### Given passage:
================================

ANALYSIS OF ALGORITHMS

                                               

 There are multiple ways to complete a job, but the question is the way we use to complete the tasks is that efficient? Are we sure?

 Let us take it in this way you have an interview schedule in some part of city take Bangalore for instance you are living in Marathalli and you have an interview schedule at M G Road at 9 AM.

 Please note: It is a peak hour which involves hell lot of traffic and you have to travel 20 KM and you have 40 min to reach to destination (Running time analysis depends over rate of growth: will take it later during this article) .

 So you have three options:

 1) Take your own vehicle.

 2) Take OLA/UBER/BMTC BUS

 3) Take nearby Metro

·         Please think and update me what do you think is the most efficient way of transport at this hour.

 So when it comes to algorithm designing multiple algorithms are available for solving the same problem you can consider sorting algorithms isn't it ?/

So Algorithm analysis is a technique to identify which of those algorithms are efficient in terms of time and space consumed and also in terms of running time , memory and individual's effort to modify or change.

 i) What is Running Time Analysis?

 I think you got it , yes it involves processing time and processing time is directly proportional to input size.

 i.e -The process to identify how processing time increases when the size of the problem input increases

 For e.g. :-

n  Array size

n  Number of bits in binary representation of the input

n  polynomial degree

 At this point you must be thinking how to compare algorithms what all factors are involved right ??

 ii) Let us discuss three factors

·         Execution times :: It varies and it is specific to a particular machine.

·         No of statements executed :: It varies and again it depends over the programming Language and style of a programmer

·         Comparison which is independent of machine and programming style -- The best way to measure i.e running time of a given algorithm as a function of the input size n.

================================

### Exercise instructions:
(a) From the algorithm analysis text, list every example of problem input size given under "For e.g.".
(b) Translate this sentence from the algorithm analysis text into Spanish: "So Algorithm analysis is a technique to identify which of those algorithms are efficient in terms of time and space consumed and also in terms of running time , memory and individual's effort to modify or change."

### Material:
================================

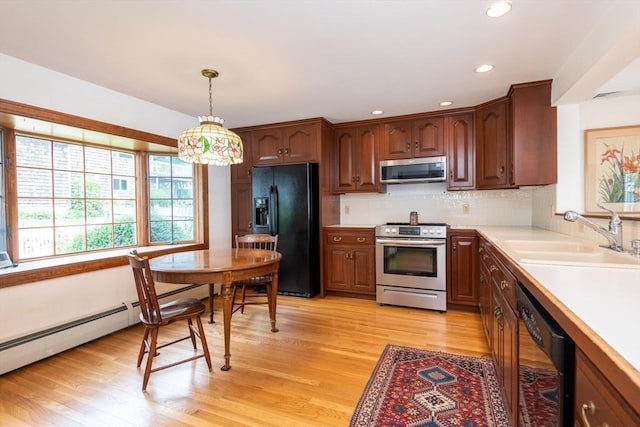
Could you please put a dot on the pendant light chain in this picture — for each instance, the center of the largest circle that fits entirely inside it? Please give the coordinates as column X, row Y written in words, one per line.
column 210, row 99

================================

### Task results:
(a)
- Array size
- Number of bits in binary representation of the input
- Polynomial degree

(b) Así que el análisis de algoritmos es una técnica para identificar cuáles de esos algoritmos son eficientes en cuanto al tiempo y al espacio consumidos, y también en cuanto al tiempo de ejecución, la memoria y el esfuerzo de una persona para modificarlos o cambiarlos.